[Point localization data]
################
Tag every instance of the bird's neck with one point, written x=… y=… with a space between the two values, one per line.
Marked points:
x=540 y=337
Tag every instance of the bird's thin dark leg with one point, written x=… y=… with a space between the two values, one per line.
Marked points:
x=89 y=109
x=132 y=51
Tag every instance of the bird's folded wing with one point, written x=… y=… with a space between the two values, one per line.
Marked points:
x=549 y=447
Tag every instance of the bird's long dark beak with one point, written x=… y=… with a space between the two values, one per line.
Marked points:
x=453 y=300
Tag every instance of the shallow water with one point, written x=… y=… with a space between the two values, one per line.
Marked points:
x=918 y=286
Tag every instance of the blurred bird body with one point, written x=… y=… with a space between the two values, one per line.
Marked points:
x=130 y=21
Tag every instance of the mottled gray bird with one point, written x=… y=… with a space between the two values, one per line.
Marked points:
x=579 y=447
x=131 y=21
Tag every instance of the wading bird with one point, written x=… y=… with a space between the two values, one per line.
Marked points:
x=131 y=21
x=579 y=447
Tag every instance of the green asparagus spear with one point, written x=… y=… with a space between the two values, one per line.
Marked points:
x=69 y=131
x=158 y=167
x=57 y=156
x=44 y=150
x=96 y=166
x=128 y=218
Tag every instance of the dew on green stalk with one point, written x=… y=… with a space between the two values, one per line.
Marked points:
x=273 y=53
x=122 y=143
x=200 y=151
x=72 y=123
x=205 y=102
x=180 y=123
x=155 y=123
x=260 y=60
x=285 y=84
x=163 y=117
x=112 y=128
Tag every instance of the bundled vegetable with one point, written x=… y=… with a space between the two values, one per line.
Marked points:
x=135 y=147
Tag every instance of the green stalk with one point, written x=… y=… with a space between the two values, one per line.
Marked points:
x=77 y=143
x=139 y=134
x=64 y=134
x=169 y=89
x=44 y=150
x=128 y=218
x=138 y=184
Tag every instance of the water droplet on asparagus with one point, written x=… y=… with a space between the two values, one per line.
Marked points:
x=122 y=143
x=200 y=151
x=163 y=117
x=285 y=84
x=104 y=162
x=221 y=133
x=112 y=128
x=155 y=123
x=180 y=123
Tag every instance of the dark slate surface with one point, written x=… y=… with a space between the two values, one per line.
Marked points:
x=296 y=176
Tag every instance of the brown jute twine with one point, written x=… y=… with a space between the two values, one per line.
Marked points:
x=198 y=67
################
**Task to complete**
Once you reach the line that holds "Tag every instance of the dark", print it and every line after it through the end of the records, word for word.

**Exercise answer**
Tag every instance of the dark slate surface with one point, written x=… y=… with a space between the two values, one per line.
Marked points:
x=296 y=176
Tag every instance of the brown jute twine with one point, written x=… y=… with a space between the two values, one per line.
Marked points:
x=198 y=67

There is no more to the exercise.